■ **Problem to work on**: Restate word for word the lines that run from the one containing "obelisk in artwork and give integer pixel coordinates." to the last line of the data, both ends included.

■ **Source data**:
○ ○ ○ ○ ○
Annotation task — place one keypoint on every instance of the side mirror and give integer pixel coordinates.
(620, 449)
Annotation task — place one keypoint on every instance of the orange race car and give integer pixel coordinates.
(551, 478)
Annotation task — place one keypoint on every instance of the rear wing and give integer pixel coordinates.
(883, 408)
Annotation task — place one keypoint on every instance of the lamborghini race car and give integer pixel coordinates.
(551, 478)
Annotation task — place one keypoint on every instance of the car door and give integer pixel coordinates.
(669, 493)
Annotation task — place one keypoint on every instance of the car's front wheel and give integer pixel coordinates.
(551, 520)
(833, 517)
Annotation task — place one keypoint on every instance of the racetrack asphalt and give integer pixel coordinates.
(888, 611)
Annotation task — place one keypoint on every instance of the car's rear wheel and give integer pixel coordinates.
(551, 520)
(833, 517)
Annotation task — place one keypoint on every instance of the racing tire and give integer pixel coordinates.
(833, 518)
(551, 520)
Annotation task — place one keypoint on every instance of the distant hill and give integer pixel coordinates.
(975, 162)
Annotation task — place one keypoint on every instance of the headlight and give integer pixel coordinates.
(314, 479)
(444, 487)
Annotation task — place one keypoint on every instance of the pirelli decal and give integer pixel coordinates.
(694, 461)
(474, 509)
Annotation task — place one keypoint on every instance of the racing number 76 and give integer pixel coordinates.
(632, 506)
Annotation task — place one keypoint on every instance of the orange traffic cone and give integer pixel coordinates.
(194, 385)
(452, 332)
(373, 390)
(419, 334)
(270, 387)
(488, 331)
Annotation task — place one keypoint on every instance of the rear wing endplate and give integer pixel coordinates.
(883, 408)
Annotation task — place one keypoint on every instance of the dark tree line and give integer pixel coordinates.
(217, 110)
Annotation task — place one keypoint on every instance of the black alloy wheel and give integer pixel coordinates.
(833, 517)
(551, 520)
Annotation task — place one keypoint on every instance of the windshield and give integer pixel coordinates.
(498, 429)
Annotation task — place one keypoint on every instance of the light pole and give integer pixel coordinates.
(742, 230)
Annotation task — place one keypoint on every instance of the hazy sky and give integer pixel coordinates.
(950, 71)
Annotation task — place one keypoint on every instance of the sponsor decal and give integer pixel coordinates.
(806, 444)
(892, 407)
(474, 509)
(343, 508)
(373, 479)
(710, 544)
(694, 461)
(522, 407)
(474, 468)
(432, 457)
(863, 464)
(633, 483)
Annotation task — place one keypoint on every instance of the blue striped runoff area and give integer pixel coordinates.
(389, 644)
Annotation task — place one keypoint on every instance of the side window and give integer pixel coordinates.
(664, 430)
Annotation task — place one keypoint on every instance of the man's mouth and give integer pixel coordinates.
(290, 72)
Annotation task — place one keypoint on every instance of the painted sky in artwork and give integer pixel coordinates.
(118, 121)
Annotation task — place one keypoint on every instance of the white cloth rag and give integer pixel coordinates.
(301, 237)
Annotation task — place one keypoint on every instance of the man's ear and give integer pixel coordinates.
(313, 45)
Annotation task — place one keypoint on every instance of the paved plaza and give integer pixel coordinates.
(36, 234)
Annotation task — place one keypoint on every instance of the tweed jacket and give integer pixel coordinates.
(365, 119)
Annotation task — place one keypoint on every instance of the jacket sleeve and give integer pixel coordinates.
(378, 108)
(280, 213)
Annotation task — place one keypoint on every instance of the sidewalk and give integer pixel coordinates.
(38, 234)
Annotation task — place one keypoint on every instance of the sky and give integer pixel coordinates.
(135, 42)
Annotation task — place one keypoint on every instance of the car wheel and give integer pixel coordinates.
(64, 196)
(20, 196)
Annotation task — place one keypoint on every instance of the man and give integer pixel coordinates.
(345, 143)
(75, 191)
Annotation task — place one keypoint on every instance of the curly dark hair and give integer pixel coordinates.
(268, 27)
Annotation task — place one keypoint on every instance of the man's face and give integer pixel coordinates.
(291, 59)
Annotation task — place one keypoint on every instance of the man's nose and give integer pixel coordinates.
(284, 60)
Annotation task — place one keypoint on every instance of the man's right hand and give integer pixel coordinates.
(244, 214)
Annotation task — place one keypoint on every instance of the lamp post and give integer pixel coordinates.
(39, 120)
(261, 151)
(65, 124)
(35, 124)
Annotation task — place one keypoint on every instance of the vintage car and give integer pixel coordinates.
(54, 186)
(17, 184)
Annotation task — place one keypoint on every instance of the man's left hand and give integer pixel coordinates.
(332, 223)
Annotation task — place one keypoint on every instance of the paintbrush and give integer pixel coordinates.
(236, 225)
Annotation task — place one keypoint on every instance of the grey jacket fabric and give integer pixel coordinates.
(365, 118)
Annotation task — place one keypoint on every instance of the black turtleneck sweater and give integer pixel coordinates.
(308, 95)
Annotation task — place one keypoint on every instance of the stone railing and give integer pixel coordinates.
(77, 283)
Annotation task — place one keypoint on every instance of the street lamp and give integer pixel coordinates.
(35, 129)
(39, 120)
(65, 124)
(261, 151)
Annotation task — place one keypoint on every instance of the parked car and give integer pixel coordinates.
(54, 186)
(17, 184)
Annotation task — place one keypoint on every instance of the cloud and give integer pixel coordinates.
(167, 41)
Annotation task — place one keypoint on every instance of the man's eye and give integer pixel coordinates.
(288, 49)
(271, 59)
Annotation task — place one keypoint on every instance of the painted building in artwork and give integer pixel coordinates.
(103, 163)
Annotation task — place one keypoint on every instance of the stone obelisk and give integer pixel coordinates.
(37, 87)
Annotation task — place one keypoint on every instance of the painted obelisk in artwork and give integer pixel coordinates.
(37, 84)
○ ○ ○ ○ ○
■ **Finished task**:
Annotation task — place one keypoint on every instance of the painted obelisk in artwork and give integer pixel coordinates.
(37, 84)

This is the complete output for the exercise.